_Given request:_ Restate the data exactly as given and keep the pictures out.

━━ Information supplied ━━

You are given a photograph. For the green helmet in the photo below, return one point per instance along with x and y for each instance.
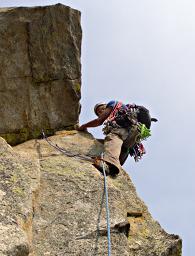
(97, 106)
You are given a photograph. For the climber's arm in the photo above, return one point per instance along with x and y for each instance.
(96, 122)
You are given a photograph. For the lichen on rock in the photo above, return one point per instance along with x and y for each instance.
(40, 72)
(62, 209)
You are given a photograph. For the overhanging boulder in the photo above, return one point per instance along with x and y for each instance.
(40, 71)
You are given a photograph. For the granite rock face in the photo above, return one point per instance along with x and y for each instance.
(40, 71)
(54, 204)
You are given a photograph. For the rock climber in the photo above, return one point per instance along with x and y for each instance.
(123, 125)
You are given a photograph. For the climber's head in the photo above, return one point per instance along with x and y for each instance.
(99, 108)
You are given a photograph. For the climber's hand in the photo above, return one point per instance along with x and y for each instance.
(82, 128)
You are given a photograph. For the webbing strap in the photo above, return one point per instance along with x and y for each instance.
(107, 208)
(113, 113)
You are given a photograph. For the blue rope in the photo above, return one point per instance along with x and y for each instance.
(107, 208)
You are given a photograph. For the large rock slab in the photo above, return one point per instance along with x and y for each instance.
(69, 215)
(40, 71)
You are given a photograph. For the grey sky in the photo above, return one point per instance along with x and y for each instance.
(143, 51)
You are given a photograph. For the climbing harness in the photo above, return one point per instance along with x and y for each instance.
(107, 207)
(66, 152)
(137, 151)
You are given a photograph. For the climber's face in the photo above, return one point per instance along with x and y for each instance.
(100, 110)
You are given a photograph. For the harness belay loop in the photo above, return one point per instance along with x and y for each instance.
(144, 131)
(125, 116)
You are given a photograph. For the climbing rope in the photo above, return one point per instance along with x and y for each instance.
(88, 158)
(107, 207)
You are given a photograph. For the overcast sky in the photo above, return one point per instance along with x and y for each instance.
(143, 51)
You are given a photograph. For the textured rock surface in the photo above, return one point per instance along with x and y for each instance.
(40, 71)
(57, 206)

━━━

_Response to the task:_
You are given a photograph. For the green helmet in the photo below, return one point per instance along with x and y for each instance.
(97, 106)
You are given a photograph. For the climber's arm in the photo above, return one point per instance along with x and y for each instance.
(96, 122)
You are given a photograph. For the lichen on rock in the photo above, return one point per instance along with x and y for each instance.
(40, 72)
(62, 209)
You are given a photograph. For the overhanging boulder in the photo above, return one point per instance along with x and y for each instance.
(40, 71)
You are given a photograph. For the granite rock face in the photo above, return one point per instance along with x and y for each instance.
(40, 71)
(54, 204)
You are given a photograph. For the rock climber in the photo above, return one point per instance along with x and y for each instance.
(123, 125)
You are given a photograph. For the climber's head in the photo above, return one point per instance along with x and y for each instance.
(99, 108)
You are given a photograph. For the climber's hand in the photo above, return one point per instance along with x and y for each instance.
(82, 128)
You are given a photograph. For the webbing strap in the photo above, return one point per instance along with x and y for each instance.
(107, 208)
(113, 113)
You are given a photograph. For the blue rope in the photo above, return one point per instance along with x and y for each instance.
(107, 208)
You are given a photograph. For the large rock slab in the photo above, return one point per instance along with x and y for each instance.
(69, 215)
(40, 71)
You are given a photograph. For the grey sky in the photo above, return one point per instance along with x and y for each instance.
(143, 51)
You are given a photograph. For the climbing harness in the photo above, return one point per instance along with x and y for each instance.
(107, 207)
(66, 152)
(137, 151)
You are given a photograph. For the climber's face in the photo above, return one point per instance along with x and y for each instance.
(100, 110)
You are given a photograph. For the harness belay loop in the photo above, return one point per instance along with x and y for each instance.
(144, 131)
(125, 116)
You are given a photograph. For the climbing rope in the photo above, return one point per instance along with x and y for each instance.
(88, 158)
(107, 207)
You are given a photograph. For the overcast sky in the photo above, return one point per instance along with x and y for each instance.
(143, 51)
You are given a photograph. For the textured rock surface in the photo above, return one point per instance along with x and y for each instance.
(40, 71)
(57, 206)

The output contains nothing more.